**Assigned task:** Show, from the entries below, every line in which "middle" appears.

[Referring expression data]
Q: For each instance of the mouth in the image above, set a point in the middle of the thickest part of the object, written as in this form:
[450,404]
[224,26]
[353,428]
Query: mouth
--
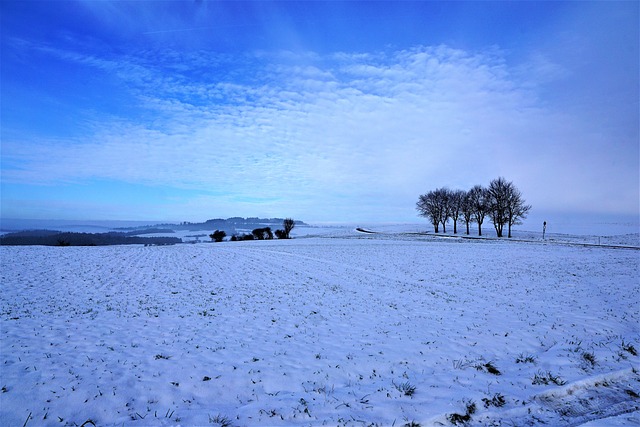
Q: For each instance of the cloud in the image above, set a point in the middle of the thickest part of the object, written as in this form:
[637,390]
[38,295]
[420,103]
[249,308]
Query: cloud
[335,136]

**Written response:**
Q: For each instance of the mouth in the image above, set a point in the middle of the thickest part of the object, written as in this form:
Q: For each instance of the cloud in the image above, set a point in the middle of the thickest part of the object, written as in this form:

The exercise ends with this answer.